-- START EXCERPT TO READ --

OBJECTS AND SUMMARY OF THE INVENTION
It is an object of the present invention to provide a novel adjustable arm rest for a chair in which the height of the arm rest can be easily adjusted.
It is another object of the present invention to provide an adjustable arm rest which can be easily, quickly and inexpensively manufactured and assembled.
A further object is to provide a latch mechanism for adjusting the height of an arm rest which is reliable, simple and fully enclosed in the chair arm.
The present invention is generally directed to an adjustable chair arm assembly. The invention provides unique structural features which permit the latch mechanism to be quickly and easily assembled and, once installed, to be easily adjusted without the need for tools.
The adjustable chair arm assembly provides two support members having overlapping portions which cooperate to slide vertically with respect to each other, one maintains a relatively fixed position with the chair and the other carries an arm rest, to adjust the height of the arm rest.

-- END EXCERPT TO READ --
-- START DATA EXTRACT --

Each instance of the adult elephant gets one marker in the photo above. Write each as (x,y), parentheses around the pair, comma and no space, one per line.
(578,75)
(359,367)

-- END DATA EXTRACT --

(TASK REQUIREMENTS)
• A. According to the chair arm text, what is not needed to adjust the latch mechanism once it is installed?
• B. Output the chair arm text from "OBJECTS AND SUMMARY" to "the chair arm.".
• C. List every quality that the chair arm text says the latch mechanism for adjusting arm rest height should have.
The material has no connection to the chair arm text.

(TASK-BY-TASK SOLUTIONS)
• A. Tools.

• B.
OBJECTS AND SUMMARY OF THE INVENTION
It is an object of the present invention to provide a novel adjustable arm rest for a chair in which the height of the arm rest can be easily adjusted.
It is another object of the present invention to provide an adjustable arm rest which can be easily, quickly and inexpensively manufactured and assembled.
A further object is to provide a latch mechanism for adjusting the height of an arm rest which is reliable, simple and fully enclosed in the chair arm.

• C. Reliable, simple, and fully enclosed in the chair arm.